Stated goal: Count the lines in the records below that contain the string "base", treating case as significant. Reply with the number alone.

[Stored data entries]
┏━━
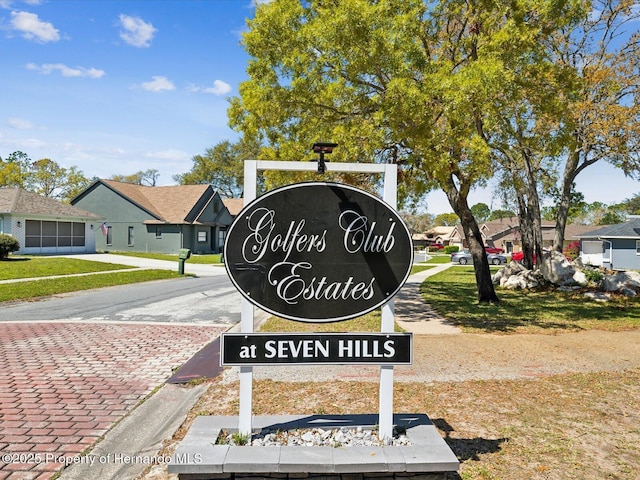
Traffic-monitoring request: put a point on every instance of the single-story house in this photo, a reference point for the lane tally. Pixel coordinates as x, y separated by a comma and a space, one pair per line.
616, 247
440, 234
505, 233
163, 219
46, 226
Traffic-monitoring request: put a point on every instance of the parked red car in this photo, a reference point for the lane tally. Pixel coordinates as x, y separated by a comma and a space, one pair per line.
519, 256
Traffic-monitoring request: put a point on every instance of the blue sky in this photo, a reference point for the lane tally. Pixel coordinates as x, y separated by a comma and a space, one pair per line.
115, 87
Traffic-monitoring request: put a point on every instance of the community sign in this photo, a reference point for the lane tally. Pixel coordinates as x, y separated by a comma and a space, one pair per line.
318, 252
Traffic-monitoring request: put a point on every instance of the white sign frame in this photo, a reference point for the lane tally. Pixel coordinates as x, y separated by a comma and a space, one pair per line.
390, 192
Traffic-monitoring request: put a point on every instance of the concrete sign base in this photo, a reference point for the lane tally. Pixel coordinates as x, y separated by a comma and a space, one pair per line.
197, 456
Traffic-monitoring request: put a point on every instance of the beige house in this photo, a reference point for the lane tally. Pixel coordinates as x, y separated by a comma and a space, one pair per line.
505, 233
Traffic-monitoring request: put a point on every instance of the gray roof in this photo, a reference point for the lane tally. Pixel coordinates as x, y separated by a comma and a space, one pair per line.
21, 202
628, 229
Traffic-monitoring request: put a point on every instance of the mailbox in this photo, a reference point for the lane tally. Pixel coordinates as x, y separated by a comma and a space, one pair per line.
183, 254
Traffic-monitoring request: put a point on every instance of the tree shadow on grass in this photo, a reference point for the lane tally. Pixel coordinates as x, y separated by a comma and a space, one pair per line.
468, 448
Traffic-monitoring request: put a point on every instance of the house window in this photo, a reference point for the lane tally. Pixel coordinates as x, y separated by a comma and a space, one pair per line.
54, 234
49, 234
64, 234
32, 233
78, 234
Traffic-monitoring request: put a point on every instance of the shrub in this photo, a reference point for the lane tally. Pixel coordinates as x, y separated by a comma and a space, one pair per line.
572, 250
8, 244
593, 276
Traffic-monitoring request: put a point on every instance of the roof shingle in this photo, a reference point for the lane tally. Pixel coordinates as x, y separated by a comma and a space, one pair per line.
19, 201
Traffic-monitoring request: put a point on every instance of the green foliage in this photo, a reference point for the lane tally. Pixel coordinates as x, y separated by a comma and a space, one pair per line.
8, 244
44, 177
632, 205
500, 214
481, 212
593, 276
222, 166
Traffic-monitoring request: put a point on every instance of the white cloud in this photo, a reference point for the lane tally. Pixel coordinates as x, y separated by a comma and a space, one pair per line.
137, 32
47, 68
219, 88
20, 123
158, 84
170, 154
33, 28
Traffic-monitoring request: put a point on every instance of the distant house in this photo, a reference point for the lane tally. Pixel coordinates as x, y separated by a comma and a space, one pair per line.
159, 219
505, 233
439, 234
46, 226
616, 247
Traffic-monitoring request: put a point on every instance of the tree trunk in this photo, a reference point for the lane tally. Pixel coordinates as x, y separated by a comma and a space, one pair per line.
458, 201
565, 200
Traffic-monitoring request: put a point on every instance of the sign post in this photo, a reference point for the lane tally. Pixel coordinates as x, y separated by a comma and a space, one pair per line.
285, 248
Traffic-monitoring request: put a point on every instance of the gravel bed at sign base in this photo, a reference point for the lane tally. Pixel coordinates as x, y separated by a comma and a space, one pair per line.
316, 437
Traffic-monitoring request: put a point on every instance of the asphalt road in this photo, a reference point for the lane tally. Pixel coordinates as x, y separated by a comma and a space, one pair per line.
202, 300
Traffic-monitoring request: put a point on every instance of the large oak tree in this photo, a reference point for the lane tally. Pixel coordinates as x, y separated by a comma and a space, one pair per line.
417, 83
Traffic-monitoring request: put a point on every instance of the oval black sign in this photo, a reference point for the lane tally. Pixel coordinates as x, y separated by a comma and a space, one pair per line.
318, 252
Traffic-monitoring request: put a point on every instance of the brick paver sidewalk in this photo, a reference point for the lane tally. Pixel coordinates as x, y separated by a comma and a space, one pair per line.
63, 385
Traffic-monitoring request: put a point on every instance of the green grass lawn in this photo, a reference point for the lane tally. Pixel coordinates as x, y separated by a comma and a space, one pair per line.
439, 258
453, 294
41, 288
33, 267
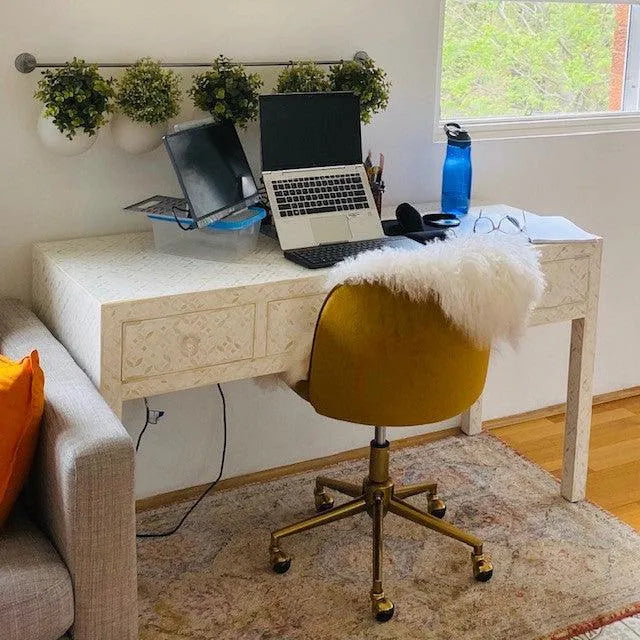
┗━━
Full response: 2